- Work task 1
Quote the passage of the stem cell article that opens with the words containing "Researchers are very" and closes with "to become sperm.".
- Work task 2
Write what comes next in the article on stem cells becoming sperm, picking up after its last sentence.

- Document extract

● ● ● ● ●

[wordup] Could 2 men be biological parents of a child?

Adam Shand adam at personaltelco.net
Thu May 8 18:29:57 EDT 2003


Via: The Eristocracy <Eristocracy at merrymeet.com>
From: http://www.newscientist.com/news/news.jsp?id=ns99993700

Stem cells can become 'normal sperm'

19:00 07 May 03

Exclusive from New Scientist Print Edition

Researchers are very close to creating sperm outside of the body for the 
first time, New Scientist has learned.

As reported on 1 May, the feat has already been achieved with eggs. It 
was accomplished with cells originally derived from mouse embryos, but 
most experts see no reason why the technique would not work with human 
embryonic stem cells too. If human eggs and sperm created this way are 
healthy - and it is a big if - the implications for reproductive 
technology and regenerative medicine would be immense.

Intriguingly, eggs form from both female (XX) and male (XY) ESCs. That 
is because mammalian germ cells will go down the egg route unless 
signals produced by the testes tell the cells to become sperm.

This is also why getting ESCs to turn into sperm is more complex.

● ● ● ● ●

Point localization data
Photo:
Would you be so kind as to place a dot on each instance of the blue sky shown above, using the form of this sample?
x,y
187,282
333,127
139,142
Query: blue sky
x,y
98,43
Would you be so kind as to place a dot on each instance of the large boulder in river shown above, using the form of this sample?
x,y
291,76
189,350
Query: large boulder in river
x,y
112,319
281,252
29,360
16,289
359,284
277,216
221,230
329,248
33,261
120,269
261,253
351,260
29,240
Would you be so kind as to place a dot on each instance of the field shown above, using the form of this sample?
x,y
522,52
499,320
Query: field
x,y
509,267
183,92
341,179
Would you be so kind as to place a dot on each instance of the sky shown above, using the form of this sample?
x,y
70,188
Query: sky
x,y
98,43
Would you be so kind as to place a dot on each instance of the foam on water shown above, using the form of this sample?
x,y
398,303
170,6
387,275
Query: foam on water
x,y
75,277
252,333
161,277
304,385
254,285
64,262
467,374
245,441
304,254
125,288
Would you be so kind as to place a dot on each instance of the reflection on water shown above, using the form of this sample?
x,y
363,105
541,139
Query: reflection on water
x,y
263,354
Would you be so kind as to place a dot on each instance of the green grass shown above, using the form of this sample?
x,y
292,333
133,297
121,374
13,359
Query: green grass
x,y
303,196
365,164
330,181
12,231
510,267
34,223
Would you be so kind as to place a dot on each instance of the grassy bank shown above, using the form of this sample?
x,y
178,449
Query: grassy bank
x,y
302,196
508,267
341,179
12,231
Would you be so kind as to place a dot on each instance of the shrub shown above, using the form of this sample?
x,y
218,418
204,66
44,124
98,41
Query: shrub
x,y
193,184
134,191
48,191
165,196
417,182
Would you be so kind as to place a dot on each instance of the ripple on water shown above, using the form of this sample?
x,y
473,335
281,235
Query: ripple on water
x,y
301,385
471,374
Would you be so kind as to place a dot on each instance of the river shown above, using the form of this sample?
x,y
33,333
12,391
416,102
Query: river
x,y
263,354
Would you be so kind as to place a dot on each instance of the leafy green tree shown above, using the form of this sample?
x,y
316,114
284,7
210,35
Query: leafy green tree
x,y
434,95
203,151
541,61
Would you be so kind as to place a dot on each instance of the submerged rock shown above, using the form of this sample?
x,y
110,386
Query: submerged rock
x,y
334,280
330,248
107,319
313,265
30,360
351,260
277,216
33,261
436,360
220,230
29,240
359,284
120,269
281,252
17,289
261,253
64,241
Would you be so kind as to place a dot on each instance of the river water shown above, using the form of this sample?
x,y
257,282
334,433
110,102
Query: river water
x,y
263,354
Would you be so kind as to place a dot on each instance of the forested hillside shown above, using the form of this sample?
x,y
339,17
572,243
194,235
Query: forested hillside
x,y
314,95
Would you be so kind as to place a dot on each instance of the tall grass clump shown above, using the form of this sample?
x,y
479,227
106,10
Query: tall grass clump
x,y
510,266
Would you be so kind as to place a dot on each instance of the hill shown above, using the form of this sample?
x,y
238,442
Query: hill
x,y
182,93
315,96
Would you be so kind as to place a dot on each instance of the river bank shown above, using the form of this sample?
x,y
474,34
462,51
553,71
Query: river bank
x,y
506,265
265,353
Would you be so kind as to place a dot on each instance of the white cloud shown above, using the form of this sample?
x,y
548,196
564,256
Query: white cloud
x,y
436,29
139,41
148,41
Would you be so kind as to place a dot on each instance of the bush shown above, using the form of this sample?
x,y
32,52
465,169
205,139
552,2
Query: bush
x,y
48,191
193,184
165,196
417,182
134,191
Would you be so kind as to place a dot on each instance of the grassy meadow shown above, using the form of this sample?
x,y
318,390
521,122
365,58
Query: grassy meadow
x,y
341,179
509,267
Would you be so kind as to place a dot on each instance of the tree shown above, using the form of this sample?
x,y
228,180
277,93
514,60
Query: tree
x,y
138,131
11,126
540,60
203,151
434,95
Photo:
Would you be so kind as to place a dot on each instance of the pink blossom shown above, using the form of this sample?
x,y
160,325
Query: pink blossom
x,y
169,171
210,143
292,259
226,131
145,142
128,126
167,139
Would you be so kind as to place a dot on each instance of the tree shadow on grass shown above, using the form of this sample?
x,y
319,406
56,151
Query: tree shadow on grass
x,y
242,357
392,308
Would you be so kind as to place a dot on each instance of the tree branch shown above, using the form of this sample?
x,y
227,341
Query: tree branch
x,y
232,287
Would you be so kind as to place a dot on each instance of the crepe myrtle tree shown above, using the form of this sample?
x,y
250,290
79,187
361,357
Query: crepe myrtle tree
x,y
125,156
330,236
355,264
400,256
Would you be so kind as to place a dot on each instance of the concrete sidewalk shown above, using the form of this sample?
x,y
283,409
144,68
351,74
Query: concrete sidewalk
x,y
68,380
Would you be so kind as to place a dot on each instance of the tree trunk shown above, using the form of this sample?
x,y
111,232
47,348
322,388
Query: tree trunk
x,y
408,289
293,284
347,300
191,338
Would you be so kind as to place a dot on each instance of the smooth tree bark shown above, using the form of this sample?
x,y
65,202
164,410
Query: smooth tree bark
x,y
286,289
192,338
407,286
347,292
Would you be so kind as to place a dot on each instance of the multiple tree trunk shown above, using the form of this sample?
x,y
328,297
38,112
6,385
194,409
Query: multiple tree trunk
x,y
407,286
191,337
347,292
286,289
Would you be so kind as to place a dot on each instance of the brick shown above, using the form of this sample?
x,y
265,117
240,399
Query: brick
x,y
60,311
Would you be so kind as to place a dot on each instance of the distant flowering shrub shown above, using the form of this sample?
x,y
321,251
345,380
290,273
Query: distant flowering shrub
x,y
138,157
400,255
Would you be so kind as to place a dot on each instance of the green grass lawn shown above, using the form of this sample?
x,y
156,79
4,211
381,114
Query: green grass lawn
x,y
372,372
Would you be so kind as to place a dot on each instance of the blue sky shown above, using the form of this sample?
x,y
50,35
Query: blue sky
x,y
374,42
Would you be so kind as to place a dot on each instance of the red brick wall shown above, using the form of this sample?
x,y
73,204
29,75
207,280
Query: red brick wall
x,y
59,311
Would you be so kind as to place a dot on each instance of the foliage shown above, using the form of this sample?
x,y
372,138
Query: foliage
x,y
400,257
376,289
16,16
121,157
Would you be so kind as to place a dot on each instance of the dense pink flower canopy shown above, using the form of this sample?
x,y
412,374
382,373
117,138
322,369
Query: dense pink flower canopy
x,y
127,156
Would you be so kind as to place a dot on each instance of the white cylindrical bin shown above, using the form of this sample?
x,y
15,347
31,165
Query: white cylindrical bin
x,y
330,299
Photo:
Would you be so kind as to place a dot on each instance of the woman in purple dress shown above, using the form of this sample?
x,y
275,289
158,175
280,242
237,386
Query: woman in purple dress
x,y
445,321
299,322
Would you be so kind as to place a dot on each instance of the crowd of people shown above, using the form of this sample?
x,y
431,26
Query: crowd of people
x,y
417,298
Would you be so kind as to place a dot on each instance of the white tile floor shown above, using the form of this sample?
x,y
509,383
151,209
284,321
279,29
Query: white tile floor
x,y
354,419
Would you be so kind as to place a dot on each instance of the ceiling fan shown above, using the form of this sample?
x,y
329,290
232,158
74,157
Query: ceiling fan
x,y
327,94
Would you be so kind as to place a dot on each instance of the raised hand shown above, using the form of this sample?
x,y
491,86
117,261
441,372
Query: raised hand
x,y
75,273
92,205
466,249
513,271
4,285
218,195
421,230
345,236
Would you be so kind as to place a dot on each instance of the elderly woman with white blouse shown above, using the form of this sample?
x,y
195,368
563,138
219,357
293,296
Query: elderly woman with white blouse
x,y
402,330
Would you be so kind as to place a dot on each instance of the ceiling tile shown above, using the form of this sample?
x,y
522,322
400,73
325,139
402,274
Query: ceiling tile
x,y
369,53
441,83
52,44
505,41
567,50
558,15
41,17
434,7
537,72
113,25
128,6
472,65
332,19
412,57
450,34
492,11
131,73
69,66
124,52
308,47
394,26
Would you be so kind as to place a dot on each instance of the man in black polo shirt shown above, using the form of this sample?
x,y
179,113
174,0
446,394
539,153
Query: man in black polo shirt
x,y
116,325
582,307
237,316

● ● ● ● ●

- Expected answer 1
Researchers are very close to creating sperm outside of the body for the 
first time, New Scientist has learned.

As reported on 1 May, the feat has already been achieved with eggs. It 
was accomplished with cells originally derived from mouse embryos, but 
most experts see no reason why the technique would not work with human 
embryonic stem cells too. If human eggs and sperm created this way are 
healthy - and it is a big if - the implications for reproductive 
technology and regenerative medicine would be immense.

Intriguingly, eggs form from both female (XX) and male (XY) ESCs. That 
is because mammalian germ cells will go down the egg route unless 
signals produced by the testes tell the cells to become sperm.

- Expected answer 2
However, a team led by Toshiaki Noce at the Mitsubishi Kagaku Institute 
of Life Sciences in Tokyo may already have succeeded. According to a 
document found by New Scientist, the team allowed male mouse ESCs to 
develop spontaneously into various different types of cell, and picked 
out those that had begun turning into germ cells.

'Normal sperm'

These cells do not develop far in culture, but when Noce's team 
transplanted them into testicular tissue he found after three months 
that they had undergone meiosis and formed what appeared to be normal sperm.

The critical next step would be to fertilise the artificial eggs with 
normal sperm, or use the artificial sperm to fertilise normal eggs.

The big question is whether the resulting embryos will have normal 
imprinting and develop into healthy baby mice. "There is always a 
possibility that the imprints would not be normal," says Azim Surani of 
Cambridge University.

If the animals are normal, the race will be on to create artificial 
human egg and sperm cells this way. It is likely to be much harder with 
human cells. Attempts to obtain human eggs simply by growing slices of 
ovarian tissue have failed, and the only mouse created from an egg 
obtained this way, dubbed Eggbert, was sickly and died young. It will 
also be slow: it takes up to six months for a human egg to mature.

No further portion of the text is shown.